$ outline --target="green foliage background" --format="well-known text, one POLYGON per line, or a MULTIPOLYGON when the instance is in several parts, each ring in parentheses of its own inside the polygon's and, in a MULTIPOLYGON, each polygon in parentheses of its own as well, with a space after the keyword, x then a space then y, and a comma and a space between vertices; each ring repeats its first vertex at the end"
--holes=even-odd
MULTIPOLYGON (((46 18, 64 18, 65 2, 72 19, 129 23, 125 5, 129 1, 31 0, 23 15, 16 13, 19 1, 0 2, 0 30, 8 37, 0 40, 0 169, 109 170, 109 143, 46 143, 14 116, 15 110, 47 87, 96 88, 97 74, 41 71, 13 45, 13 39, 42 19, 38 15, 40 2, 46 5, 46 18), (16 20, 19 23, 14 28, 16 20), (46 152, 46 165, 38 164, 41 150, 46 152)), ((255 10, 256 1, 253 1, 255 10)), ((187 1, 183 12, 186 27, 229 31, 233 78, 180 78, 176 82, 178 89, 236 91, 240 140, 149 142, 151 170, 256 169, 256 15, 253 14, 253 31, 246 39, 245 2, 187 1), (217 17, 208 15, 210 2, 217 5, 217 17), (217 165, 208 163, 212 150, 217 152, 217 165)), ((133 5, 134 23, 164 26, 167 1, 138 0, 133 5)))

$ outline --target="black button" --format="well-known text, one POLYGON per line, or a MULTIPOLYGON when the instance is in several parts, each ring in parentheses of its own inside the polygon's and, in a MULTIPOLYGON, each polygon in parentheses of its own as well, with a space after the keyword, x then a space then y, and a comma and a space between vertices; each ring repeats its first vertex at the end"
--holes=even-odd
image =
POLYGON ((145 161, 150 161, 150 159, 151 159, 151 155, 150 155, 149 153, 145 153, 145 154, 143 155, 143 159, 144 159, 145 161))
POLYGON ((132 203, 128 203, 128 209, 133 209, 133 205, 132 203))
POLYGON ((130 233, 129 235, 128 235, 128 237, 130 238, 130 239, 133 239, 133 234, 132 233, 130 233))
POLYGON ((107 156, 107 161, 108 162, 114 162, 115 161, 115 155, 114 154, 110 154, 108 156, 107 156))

##############################

Please list every line of the entries above that contains the string "parentheses". Case counts.

$ outline --target="green foliage background" --format="well-known text, one POLYGON per line, or a MULTIPOLYGON when the instance is in several parts, each ring in parentheses of its own inside the polygon's and, in a MULTIPOLYGON, each polygon in parentheses of its own as well, with a space after the keyword, x then a space then y, and a comma and a space between vertices; each ring repeats its first vertex at the end"
$ outline --target="black button" --format="well-known text, one POLYGON per line, or a MULTIPOLYGON when the instance is in several parts, each ring in parentheses of its own inside the polygon's and, in a MULTIPOLYGON, each polygon in parentheses of its own as well, with a space after the keyword, x then a space then y, and a comma and a space between vertices; each ring repeats its first vertex at the end"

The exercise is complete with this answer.